> **EXERCISE AIM**:
In the farm profitability text below, reproduce verbatim the passage starting with "We’re kicking off" and going on through "on the farm?".

> **TEXT EXTRACT**:
------

We’re kicking off 2023 with a focus on profitability. Is top yield the driver, or is long-term thinking a better bet for profit planning?

Joining host Lyndsey Smith to dig in to this topic is Chad Anderson, of Anderson Agronomy Services, and Edgar Hammermeister, Saskatchewan farmer and agrologist with Western Ag Professional Agronomy.

Summary

  • Welcome to the 2023 season!
  • Let’s talk planning for profit — it’s actually about rotation
  • What does it mean to be the fourth man on the farm?
  • A trusted advisor on decision making
  • Where does planning for profit begin? Is it a yield goal?
  • Growing way too many “insert crop here” is probably not the plan for profitability
  • Working in diversity to the rotation can really mean just adding one crop. An alternation is better than continuous cropping, and a three-crop rotation improves things that much more
  • One decision always cascades to another — i.e. soybeans going in later bumps winter wheat from rotation
  • For Edgar, he starts with the land potential, not a yield goal
  • The land has to be capable of supporting the economics
  • A four-year rotation is the goal and working towards an extended rotations
  • A diverse rotation allows for flexibility, i.e. background fertility influencing which crop ends up where
  • Is it snow cover that kills wheat?

------

> **Dataset excerpt**:
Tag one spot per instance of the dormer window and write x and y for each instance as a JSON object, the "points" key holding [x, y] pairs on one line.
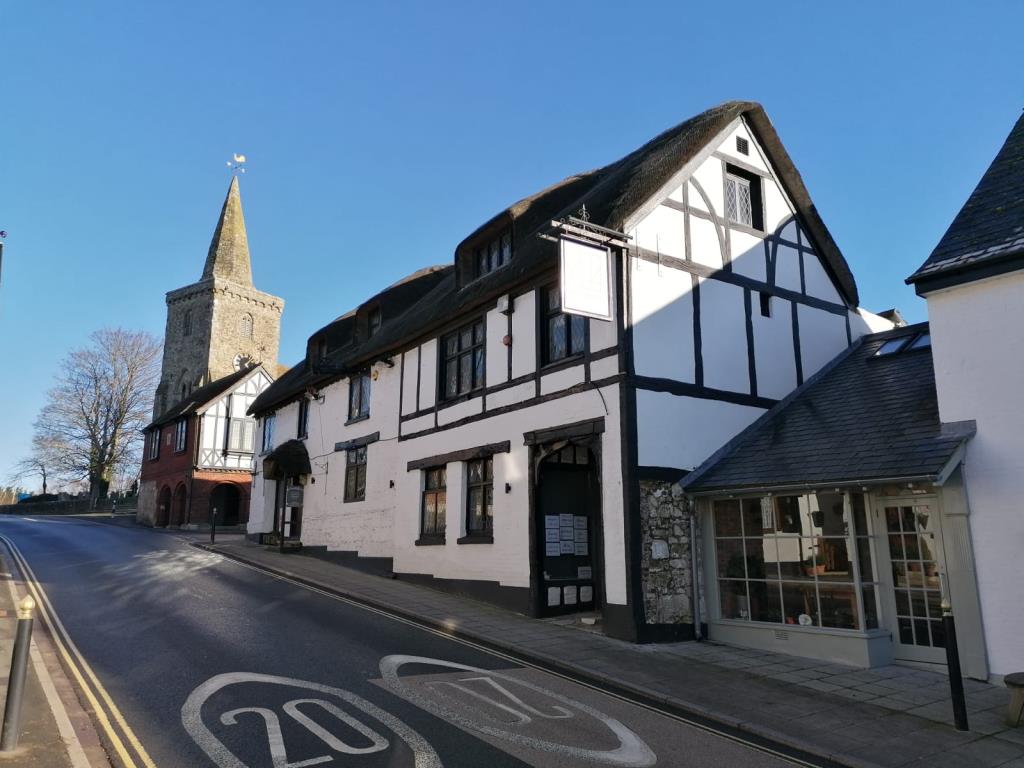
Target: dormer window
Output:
{"points": [[494, 255]]}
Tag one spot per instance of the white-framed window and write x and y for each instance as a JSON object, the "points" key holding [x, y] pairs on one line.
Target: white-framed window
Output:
{"points": [[268, 432], [737, 200], [240, 435], [180, 435]]}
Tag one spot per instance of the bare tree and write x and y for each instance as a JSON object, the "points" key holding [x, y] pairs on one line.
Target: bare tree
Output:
{"points": [[40, 463], [99, 406]]}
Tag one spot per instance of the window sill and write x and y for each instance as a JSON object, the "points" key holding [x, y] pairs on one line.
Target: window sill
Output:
{"points": [[430, 541], [476, 539], [573, 359]]}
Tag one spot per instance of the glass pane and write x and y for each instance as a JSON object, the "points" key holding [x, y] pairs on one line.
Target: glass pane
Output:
{"points": [[902, 602], [727, 518], [733, 599], [730, 558], [765, 603], [870, 608], [429, 512], [918, 604], [864, 556], [787, 514], [477, 367], [905, 633], [579, 335], [892, 519], [800, 604], [441, 506], [452, 378], [465, 373], [839, 606], [834, 554], [921, 636], [796, 558], [754, 518], [554, 298], [938, 634], [859, 514], [899, 574], [556, 338]]}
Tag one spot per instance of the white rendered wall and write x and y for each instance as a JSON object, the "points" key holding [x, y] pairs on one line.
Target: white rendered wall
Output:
{"points": [[977, 337], [678, 431]]}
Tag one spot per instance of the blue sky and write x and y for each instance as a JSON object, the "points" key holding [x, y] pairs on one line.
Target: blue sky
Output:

------

> **COMPLETE OUTPUT**:
We’re kicking off 2023 with a focus on profitability. Is top yield the driver, or is long-term thinking a better bet for profit planning?

Joining host Lyndsey Smith to dig in to this topic is Chad Anderson, of Anderson Agronomy Services, and Edgar Hammermeister, Saskatchewan farmer and agrologist with Western Ag Professional Agronomy.

Summary

  • Welcome to the 2023 season!
  • Let’s talk planning for profit — it’s actually about rotation
  • What does it mean to be the fourth man on the farm?